> REQUIRED WORK
Every line from the one with "Planogram-check task. Target: orange helmet" through the end of the entries below should be written out exactly; the pictures should not.

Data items
--*--
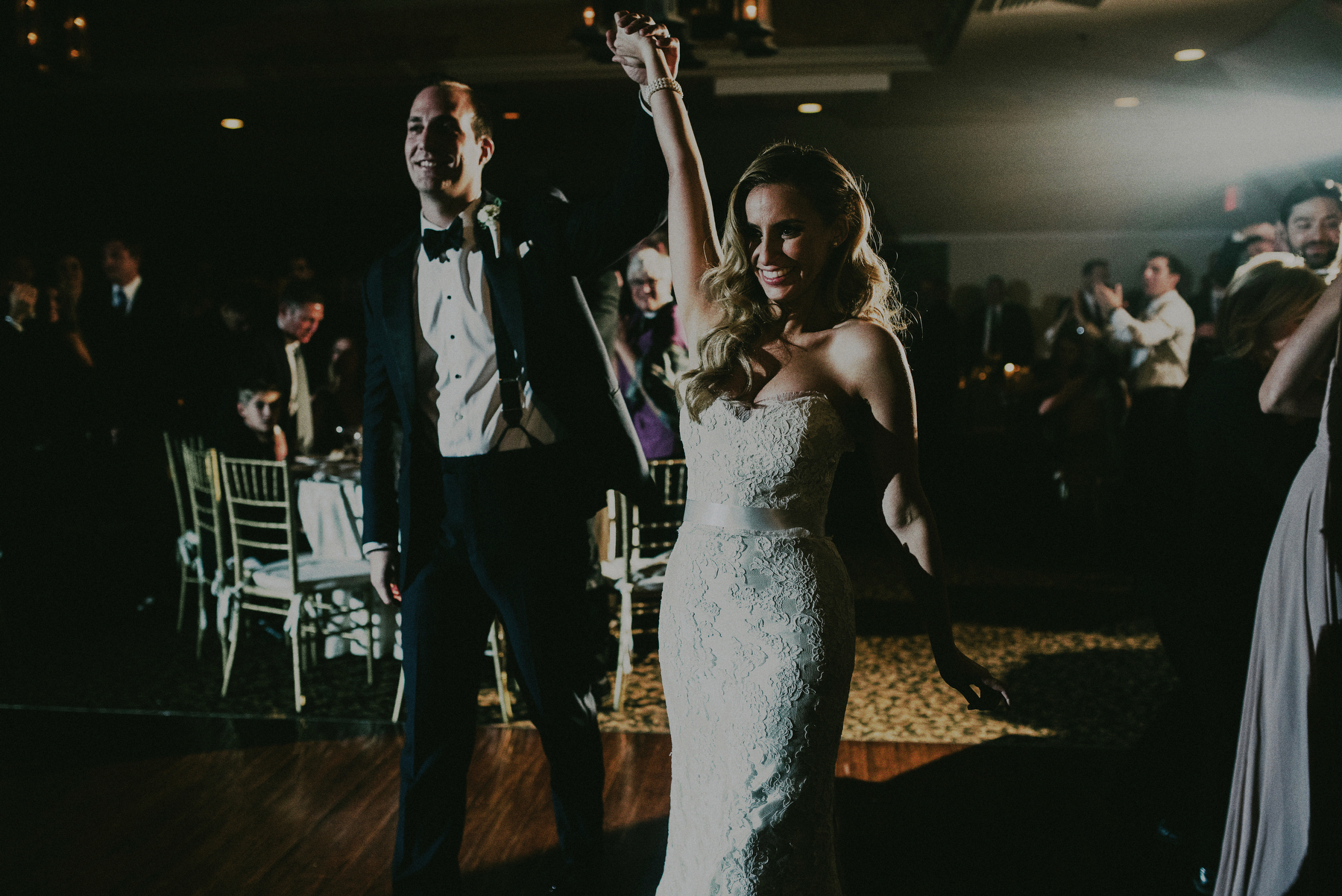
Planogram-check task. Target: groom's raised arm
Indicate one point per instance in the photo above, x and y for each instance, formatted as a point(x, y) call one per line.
point(597, 233)
point(382, 517)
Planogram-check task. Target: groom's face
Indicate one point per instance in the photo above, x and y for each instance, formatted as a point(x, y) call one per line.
point(442, 151)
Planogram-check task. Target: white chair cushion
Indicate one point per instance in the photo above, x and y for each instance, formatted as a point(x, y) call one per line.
point(274, 577)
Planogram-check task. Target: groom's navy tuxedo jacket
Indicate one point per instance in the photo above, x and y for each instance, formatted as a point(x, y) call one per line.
point(545, 247)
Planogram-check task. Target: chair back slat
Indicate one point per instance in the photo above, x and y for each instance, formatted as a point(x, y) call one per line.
point(261, 501)
point(174, 447)
point(206, 498)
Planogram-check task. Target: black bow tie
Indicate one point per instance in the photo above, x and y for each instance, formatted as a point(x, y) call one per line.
point(439, 242)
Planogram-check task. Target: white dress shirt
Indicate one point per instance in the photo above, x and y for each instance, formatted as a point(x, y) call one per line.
point(1165, 334)
point(456, 379)
point(129, 291)
point(292, 356)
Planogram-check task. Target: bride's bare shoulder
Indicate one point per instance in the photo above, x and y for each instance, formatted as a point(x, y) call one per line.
point(862, 345)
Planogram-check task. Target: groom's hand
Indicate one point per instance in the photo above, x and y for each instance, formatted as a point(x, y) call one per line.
point(382, 575)
point(635, 35)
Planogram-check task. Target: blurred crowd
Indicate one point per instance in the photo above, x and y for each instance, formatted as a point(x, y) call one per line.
point(1127, 428)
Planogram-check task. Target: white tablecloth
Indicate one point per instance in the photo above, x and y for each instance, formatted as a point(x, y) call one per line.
point(333, 520)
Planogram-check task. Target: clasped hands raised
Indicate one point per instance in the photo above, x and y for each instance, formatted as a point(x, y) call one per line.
point(634, 37)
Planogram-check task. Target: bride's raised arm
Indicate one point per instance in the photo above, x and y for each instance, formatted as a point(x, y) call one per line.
point(693, 238)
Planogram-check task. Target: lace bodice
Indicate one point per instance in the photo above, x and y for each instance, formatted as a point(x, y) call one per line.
point(778, 454)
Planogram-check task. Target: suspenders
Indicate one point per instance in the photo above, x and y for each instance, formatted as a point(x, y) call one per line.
point(510, 376)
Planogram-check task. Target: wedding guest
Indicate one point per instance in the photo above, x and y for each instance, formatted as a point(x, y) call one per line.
point(275, 354)
point(1310, 219)
point(130, 338)
point(62, 314)
point(16, 357)
point(1000, 332)
point(338, 406)
point(254, 432)
point(650, 350)
point(1238, 248)
point(1241, 467)
point(65, 367)
point(1276, 835)
point(1162, 338)
point(18, 407)
point(1082, 313)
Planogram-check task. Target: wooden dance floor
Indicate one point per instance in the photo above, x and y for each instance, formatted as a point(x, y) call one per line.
point(234, 807)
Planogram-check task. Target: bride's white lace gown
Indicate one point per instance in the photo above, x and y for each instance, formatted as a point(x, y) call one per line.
point(757, 651)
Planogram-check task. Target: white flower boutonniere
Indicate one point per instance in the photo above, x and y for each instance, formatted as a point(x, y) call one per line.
point(489, 216)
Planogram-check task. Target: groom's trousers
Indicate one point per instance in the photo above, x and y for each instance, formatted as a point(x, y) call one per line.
point(513, 541)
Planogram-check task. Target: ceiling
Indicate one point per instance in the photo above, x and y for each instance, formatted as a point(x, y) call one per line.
point(1012, 127)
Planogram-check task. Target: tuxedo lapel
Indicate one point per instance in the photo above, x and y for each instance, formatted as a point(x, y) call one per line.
point(397, 307)
point(505, 285)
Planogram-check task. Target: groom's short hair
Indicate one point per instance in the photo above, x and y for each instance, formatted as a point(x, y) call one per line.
point(482, 124)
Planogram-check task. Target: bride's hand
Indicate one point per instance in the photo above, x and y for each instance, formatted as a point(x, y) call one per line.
point(634, 37)
point(963, 674)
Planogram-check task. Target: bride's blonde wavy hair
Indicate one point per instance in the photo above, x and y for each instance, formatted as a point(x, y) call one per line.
point(855, 283)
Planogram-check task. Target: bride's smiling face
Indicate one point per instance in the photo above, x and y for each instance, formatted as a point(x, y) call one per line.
point(790, 242)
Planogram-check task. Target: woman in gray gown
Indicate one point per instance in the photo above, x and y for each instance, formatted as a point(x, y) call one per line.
point(792, 321)
point(1267, 830)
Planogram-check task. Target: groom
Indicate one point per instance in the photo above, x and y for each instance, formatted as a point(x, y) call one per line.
point(482, 349)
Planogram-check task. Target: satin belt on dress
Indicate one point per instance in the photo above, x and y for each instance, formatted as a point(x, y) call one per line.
point(757, 518)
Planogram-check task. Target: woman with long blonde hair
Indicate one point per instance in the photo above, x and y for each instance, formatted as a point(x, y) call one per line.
point(792, 320)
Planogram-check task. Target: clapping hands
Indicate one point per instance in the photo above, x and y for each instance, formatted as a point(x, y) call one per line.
point(634, 37)
point(1112, 297)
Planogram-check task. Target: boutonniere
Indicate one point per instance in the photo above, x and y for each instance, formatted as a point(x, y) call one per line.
point(489, 216)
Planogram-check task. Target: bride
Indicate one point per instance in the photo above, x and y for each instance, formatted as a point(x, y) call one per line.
point(792, 318)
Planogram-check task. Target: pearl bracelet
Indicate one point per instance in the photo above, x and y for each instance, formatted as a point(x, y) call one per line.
point(661, 83)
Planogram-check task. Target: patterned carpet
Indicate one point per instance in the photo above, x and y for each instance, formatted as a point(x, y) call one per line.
point(1080, 688)
point(1075, 649)
point(1085, 669)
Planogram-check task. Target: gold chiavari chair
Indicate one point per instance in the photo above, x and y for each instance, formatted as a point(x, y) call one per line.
point(642, 537)
point(497, 651)
point(262, 515)
point(188, 540)
point(204, 495)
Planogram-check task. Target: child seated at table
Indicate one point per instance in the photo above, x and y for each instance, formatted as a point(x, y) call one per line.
point(254, 434)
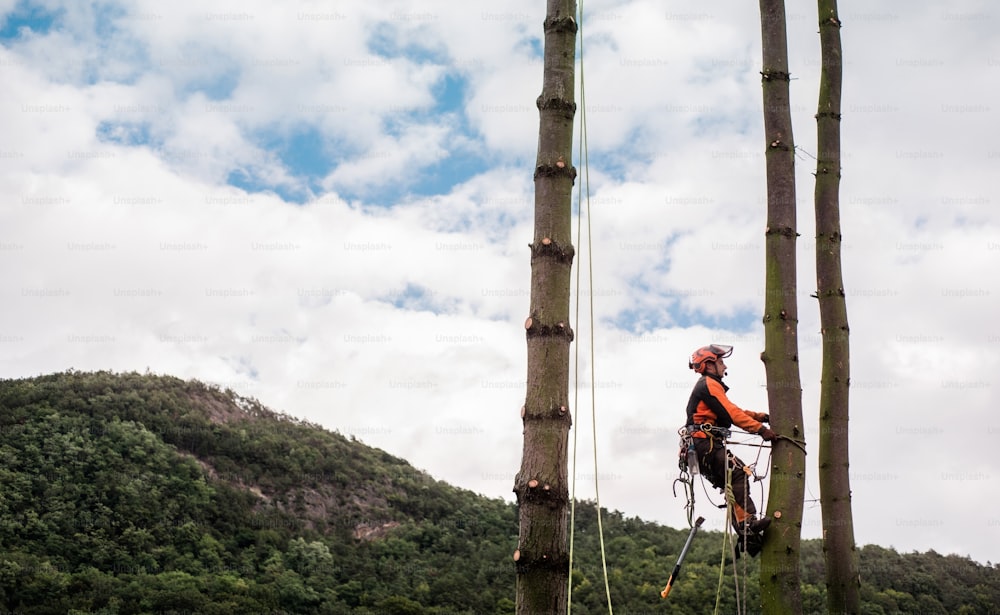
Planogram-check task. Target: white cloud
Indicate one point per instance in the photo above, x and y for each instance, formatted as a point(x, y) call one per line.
point(401, 322)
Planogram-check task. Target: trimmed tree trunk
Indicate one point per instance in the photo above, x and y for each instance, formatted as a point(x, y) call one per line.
point(542, 486)
point(842, 581)
point(779, 569)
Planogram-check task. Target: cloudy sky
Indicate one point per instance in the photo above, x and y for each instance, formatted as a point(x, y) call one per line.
point(327, 206)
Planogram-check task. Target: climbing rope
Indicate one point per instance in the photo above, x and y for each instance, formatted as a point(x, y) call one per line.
point(583, 196)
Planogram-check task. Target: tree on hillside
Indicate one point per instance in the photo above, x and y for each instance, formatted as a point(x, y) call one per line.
point(843, 583)
point(541, 485)
point(779, 570)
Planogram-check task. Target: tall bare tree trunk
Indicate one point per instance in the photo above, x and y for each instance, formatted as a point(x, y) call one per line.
point(779, 569)
point(542, 486)
point(842, 581)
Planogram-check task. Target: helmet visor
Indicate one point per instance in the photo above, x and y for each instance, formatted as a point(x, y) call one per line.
point(721, 350)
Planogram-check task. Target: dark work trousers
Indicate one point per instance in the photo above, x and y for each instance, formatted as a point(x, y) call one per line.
point(712, 461)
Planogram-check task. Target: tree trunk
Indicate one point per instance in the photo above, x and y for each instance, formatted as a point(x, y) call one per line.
point(842, 581)
point(779, 569)
point(542, 486)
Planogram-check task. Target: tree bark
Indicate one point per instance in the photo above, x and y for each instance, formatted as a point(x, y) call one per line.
point(541, 485)
point(839, 550)
point(779, 571)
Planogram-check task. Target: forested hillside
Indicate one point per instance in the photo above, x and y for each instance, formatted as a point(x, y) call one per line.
point(130, 493)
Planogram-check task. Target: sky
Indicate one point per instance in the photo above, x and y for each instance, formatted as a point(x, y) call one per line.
point(328, 206)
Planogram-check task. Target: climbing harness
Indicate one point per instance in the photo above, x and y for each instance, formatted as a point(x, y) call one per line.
point(688, 464)
point(583, 196)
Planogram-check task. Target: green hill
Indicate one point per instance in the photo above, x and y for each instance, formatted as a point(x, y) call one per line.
point(130, 493)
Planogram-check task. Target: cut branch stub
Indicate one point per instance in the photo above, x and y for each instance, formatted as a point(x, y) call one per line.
point(771, 75)
point(549, 248)
point(560, 24)
point(534, 328)
point(566, 108)
point(828, 114)
point(785, 231)
point(554, 170)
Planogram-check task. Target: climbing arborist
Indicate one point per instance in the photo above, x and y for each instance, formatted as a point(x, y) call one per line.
point(710, 414)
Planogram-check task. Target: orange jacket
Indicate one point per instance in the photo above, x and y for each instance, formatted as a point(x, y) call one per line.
point(709, 404)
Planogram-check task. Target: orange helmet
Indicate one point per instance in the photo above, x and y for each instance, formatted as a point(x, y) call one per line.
point(708, 354)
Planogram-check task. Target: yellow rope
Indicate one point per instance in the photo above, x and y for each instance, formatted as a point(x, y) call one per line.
point(583, 195)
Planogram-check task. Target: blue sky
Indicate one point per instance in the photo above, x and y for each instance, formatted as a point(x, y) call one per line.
point(269, 195)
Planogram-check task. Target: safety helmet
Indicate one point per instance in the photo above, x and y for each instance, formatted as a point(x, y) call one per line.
point(708, 354)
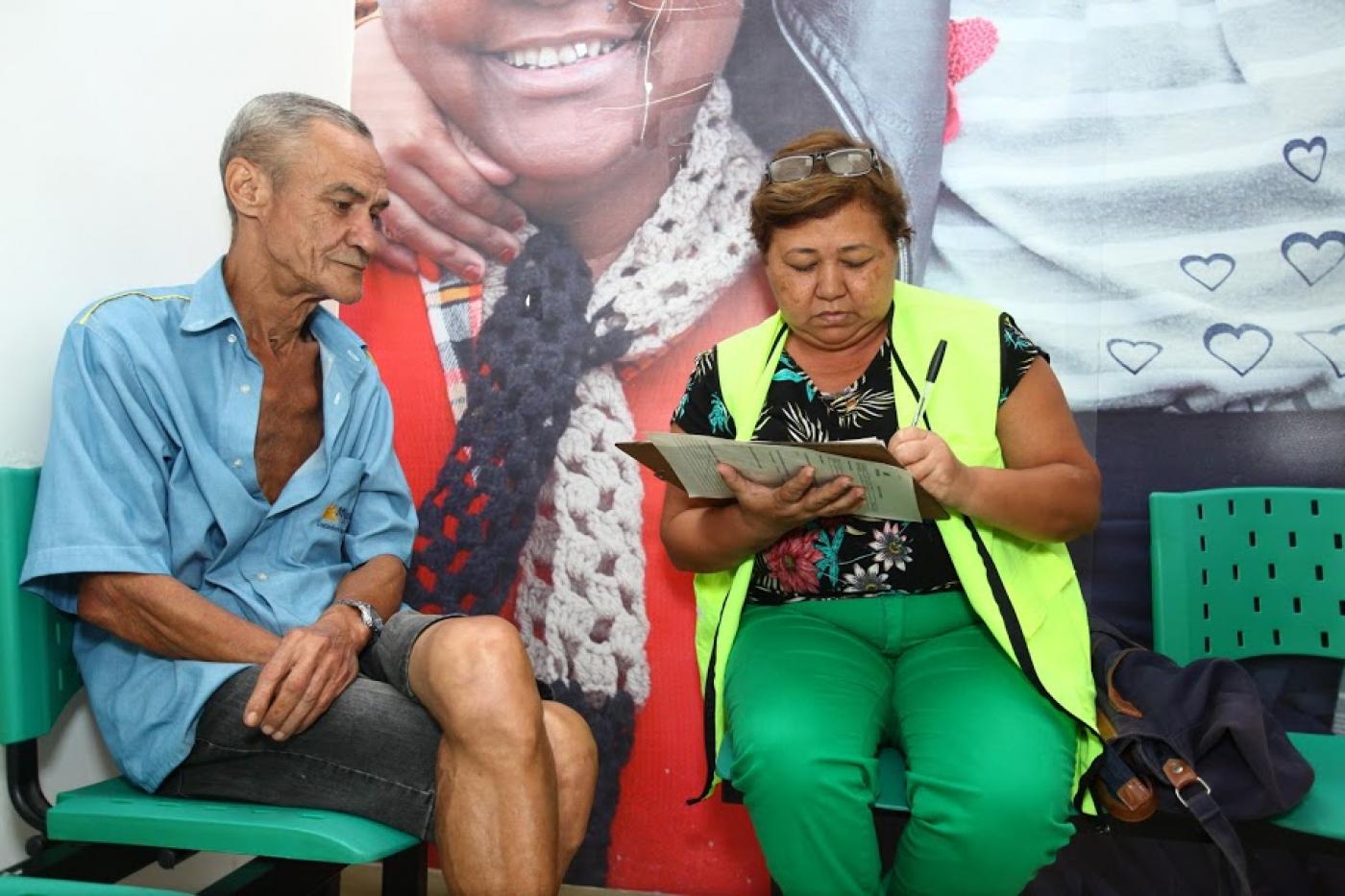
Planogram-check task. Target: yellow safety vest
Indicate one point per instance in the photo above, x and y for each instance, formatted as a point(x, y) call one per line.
point(1024, 591)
--*--
> ANSWER BOX
Planogram-check task. Target: orange helmet
Indicate one point per instance in the photo above, x and y for each instance, formatted as a point(x, y) call one per line.
point(708, 354)
Planogram-check task. Target: yellow rope
Indicate one point per instance in the photo above, x and y for each instance, formatted as a point(x, y) call one per line.
point(583, 195)
Planogram-check task. Target: blue sky
Indicate one point per instance in the photo above, x and y for each instance, formatted as a point(x, y) call one per line.
point(269, 195)
Planogram-check task. Target: safety helmet
Indicate one point per instance in the photo above, x and y for each instance, formatted as a point(x, y) call one per line.
point(708, 354)
Planogram-check task. Target: yellow safety vest
Indicate one point per instance in the photo above, x and y for each instance, formatted as a point(x, y) call one per line.
point(1024, 591)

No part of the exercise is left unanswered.